Looking at the records below, please say how many lines contain the word "print", as a bare number.
━━━ The data
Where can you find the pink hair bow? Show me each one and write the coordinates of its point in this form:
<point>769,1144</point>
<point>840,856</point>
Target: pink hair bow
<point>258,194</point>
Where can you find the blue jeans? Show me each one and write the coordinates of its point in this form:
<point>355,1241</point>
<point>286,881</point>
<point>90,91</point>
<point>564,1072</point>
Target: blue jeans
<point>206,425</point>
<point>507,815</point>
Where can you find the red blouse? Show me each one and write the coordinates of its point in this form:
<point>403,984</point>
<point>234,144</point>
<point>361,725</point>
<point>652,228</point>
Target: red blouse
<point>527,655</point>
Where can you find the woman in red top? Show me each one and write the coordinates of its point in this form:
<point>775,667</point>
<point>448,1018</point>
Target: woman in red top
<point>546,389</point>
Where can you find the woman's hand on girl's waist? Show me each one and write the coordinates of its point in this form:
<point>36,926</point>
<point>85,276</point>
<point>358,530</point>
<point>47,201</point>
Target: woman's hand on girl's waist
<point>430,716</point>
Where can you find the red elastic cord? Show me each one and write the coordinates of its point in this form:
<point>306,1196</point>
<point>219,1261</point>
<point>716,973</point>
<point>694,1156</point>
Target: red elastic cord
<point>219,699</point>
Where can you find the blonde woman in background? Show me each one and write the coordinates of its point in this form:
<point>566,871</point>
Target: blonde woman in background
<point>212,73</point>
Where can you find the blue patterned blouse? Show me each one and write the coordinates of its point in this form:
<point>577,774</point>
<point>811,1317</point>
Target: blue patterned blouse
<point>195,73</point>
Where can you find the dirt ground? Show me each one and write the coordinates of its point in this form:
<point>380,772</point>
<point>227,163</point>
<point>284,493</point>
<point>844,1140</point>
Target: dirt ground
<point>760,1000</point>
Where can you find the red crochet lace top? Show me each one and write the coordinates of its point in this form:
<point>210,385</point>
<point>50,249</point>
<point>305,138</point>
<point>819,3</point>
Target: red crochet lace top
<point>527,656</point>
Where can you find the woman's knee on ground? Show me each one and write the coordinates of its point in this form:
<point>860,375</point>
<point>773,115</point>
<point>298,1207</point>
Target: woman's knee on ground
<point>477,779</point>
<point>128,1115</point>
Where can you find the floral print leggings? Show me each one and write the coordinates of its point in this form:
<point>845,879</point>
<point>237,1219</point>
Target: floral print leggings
━━━━━━
Answer area: 2